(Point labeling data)
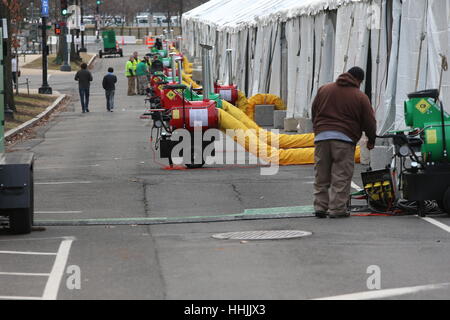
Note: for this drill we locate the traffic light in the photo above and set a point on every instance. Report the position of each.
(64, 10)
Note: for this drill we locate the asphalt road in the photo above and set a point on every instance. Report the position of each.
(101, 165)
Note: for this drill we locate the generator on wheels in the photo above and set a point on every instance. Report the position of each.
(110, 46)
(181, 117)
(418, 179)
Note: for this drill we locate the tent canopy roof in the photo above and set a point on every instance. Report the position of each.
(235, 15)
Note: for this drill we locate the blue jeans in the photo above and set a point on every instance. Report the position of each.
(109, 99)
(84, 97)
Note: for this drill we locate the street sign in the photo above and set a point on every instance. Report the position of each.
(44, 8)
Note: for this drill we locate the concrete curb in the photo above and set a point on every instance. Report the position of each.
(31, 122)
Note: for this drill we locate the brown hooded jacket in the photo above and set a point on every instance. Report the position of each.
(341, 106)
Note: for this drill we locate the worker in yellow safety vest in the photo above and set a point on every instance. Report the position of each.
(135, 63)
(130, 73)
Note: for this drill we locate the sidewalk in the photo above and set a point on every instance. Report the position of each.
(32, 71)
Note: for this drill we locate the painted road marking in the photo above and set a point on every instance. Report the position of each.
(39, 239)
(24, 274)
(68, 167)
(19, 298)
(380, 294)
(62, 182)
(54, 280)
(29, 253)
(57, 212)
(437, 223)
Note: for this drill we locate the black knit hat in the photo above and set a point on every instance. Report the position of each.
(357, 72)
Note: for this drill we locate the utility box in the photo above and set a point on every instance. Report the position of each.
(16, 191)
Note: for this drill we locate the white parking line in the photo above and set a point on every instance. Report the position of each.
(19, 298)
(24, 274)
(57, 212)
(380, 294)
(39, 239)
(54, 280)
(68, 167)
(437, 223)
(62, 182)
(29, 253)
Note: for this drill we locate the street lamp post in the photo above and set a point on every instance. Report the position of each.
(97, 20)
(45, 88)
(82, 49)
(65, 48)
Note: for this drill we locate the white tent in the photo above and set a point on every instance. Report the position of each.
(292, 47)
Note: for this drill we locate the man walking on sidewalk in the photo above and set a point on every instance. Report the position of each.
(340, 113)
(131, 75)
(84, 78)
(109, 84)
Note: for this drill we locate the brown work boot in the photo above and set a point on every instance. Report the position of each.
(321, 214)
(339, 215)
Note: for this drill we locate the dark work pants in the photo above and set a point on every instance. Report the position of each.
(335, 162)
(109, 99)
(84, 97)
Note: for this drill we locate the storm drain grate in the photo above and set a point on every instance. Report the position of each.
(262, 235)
...
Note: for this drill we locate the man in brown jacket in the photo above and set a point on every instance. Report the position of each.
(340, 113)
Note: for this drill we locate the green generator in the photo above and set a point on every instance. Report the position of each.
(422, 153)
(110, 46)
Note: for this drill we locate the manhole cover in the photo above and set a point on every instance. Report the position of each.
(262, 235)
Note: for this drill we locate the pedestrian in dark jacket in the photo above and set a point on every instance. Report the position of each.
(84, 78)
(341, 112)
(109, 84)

▶ _Instruction_
Which lines of the data above contain the string "tent", matching case exactly? Show each of those lines.

▶ _Completed exercise_
Note: for this drill we locate the tent canopy roof in the photo above and set a point on every instance. Report the position of each.
Note: for this drill we locate the white tent in the photo above and set a point on every instance. Report the position of each.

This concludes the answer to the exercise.